→ **What is expected**
Look below for lines that hold the string "from" and copy each one.

→ **Excerpted records**
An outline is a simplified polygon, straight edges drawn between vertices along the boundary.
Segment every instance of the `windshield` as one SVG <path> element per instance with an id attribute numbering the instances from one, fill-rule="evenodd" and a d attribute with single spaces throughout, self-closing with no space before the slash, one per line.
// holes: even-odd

==

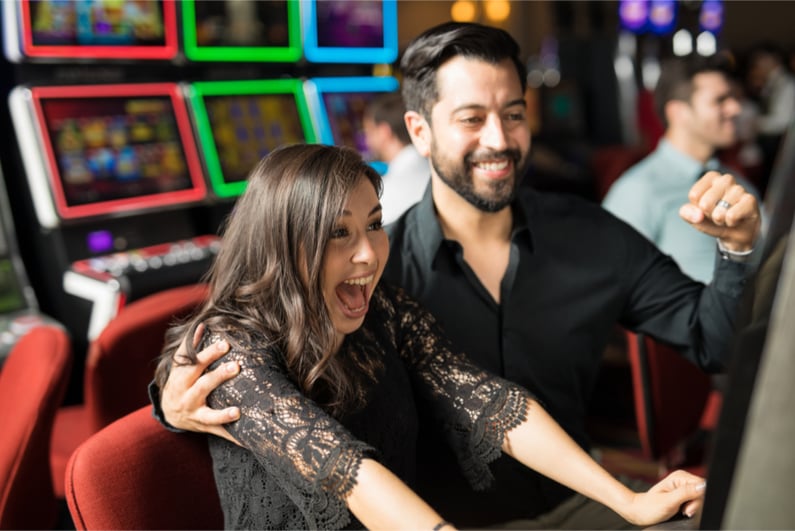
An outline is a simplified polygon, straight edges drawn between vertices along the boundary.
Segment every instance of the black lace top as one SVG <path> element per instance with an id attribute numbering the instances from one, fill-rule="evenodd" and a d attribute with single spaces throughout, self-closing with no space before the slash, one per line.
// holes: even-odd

→ **Written solution**
Segment every instance of the `windshield` as one SVG <path> element per instance with an id attribute numbering the instances from one, fill-rule="evenodd" and a d attribute with single spaces throughout, self-closing with no space before the slash, one per line.
Segment every instance of the black lace top as one SVG <path> element per instance with an id attribute numbering the instances from one, fill-rule="evenodd" and a d attribute with single spaces throughout, self-closing with no space before the slash, one per line.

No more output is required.